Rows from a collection
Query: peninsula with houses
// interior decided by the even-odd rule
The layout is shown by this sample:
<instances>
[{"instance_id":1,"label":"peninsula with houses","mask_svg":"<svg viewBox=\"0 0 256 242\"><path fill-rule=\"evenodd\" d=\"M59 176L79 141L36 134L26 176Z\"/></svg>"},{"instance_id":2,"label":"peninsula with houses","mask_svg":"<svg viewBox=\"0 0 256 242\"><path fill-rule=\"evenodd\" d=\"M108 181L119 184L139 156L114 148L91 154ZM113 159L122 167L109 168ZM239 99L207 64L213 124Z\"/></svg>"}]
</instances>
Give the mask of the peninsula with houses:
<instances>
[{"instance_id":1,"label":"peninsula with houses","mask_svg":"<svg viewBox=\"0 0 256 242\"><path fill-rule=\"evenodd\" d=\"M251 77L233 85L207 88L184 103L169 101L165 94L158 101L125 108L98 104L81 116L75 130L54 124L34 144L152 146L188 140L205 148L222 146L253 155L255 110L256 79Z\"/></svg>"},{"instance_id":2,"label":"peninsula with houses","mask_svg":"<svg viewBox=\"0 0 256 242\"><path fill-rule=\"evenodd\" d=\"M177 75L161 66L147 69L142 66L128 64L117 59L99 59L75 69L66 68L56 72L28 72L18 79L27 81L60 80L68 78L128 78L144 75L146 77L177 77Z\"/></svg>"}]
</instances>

Short task
Show every line in the rows above that contains the word "rule".

The response
// interior decided by the even-odd rule
[{"instance_id":1,"label":"peninsula with houses","mask_svg":"<svg viewBox=\"0 0 256 242\"><path fill-rule=\"evenodd\" d=\"M59 176L79 141L36 134L26 176Z\"/></svg>"},{"instance_id":2,"label":"peninsula with houses","mask_svg":"<svg viewBox=\"0 0 256 242\"><path fill-rule=\"evenodd\" d=\"M108 181L119 184L139 156L114 148L91 154ZM113 159L122 167L109 168ZM239 99L207 64L213 124Z\"/></svg>"}]
[{"instance_id":1,"label":"peninsula with houses","mask_svg":"<svg viewBox=\"0 0 256 242\"><path fill-rule=\"evenodd\" d=\"M251 77L233 85L207 88L184 103L169 101L165 94L158 101L125 108L98 104L81 116L75 130L54 124L34 144L152 146L188 140L205 148L222 146L253 155L255 110L256 79Z\"/></svg>"},{"instance_id":2,"label":"peninsula with houses","mask_svg":"<svg viewBox=\"0 0 256 242\"><path fill-rule=\"evenodd\" d=\"M177 75L161 66L147 69L142 66L128 64L117 59L99 59L75 69L66 68L56 72L28 72L18 79L27 81L60 80L68 78L128 78L144 75L146 77L177 77Z\"/></svg>"}]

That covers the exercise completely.